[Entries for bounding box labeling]
┌──
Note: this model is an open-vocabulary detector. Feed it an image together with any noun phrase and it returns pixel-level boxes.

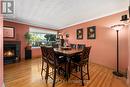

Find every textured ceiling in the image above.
[5,0,128,29]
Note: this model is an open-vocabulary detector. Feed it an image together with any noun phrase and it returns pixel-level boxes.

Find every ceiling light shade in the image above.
[111,24,125,31]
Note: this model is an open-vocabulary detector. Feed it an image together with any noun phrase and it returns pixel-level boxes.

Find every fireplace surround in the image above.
[3,41,21,64]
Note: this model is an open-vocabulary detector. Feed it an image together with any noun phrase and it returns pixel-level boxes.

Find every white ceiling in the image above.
[5,0,129,29]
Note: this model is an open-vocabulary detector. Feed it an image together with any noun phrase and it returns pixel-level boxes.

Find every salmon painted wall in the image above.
[0,10,3,87]
[4,21,55,58]
[59,11,128,71]
[3,21,29,58]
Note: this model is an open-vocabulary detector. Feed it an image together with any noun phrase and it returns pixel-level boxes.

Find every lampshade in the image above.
[111,24,124,30]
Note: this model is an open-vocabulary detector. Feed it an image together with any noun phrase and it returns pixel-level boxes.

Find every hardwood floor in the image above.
[4,58,127,87]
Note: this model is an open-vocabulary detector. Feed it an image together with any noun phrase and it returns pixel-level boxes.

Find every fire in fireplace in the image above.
[4,49,15,57]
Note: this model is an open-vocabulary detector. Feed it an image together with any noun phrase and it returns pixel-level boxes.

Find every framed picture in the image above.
[87,26,96,39]
[3,26,15,38]
[76,29,83,39]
└──
▶ WHAT YOU HAVE TO DO
Copy all of the entries verbatim, leaving out any pictures they contain.

▶ FULL SOLUTION
Note: this model is an open-vocabulary detector. Feed it an image together with any noun phrase and it returns pixel-level boxes.


Find every textured ceiling in the image above.
[5,0,128,29]
Note: this model is an open-vocabulary detector. Feed it an image together with any noun phrase and it returns pixel-level boxes.

Find every ceiling light shade in the image above.
[111,24,125,31]
Note: this model is an open-vocabulary detector. Feed it an image together with any noun phrase and it returns pixel-level boxes.

Find every fireplace surround in the image above.
[3,41,21,64]
Note: this model is an open-vocabulary detector. Feed it an image together with any noun phrase and it returns pixel-level boxes.

Find every white ceiling in the image above.
[5,0,129,29]
Note: this model is an open-vocabulary detector. Feed it an image together with any noun phrase and it returns pixel-level boxes.

Find every salmon painted wall in the image above.
[0,10,3,87]
[4,21,55,58]
[59,11,128,71]
[3,21,29,58]
Note: this model is an open-vocabulary detector. Feed it an image together with any noun phrase and it returns pixel-level boxes.

Find every lampshade in the image above.
[111,24,124,30]
Note: this model is an open-vocabulary detector. Feed it an image together with any noun phrase and it returns pixel-level boxes.

Find every hardwood floor in the image above.
[4,58,127,87]
Note: this model is an open-vocabulary detector. Feed it an image together with any noun phrase and it returns pixel-level boxes.

Find every fire in fireplace in the image above.
[4,49,15,57]
Note: this model is an open-vocabulary detector. Feed it an image together with any noun phrase and it returns pixel-level boxes.

Find every framed picture in the image above.
[87,26,96,39]
[3,26,15,38]
[76,29,83,39]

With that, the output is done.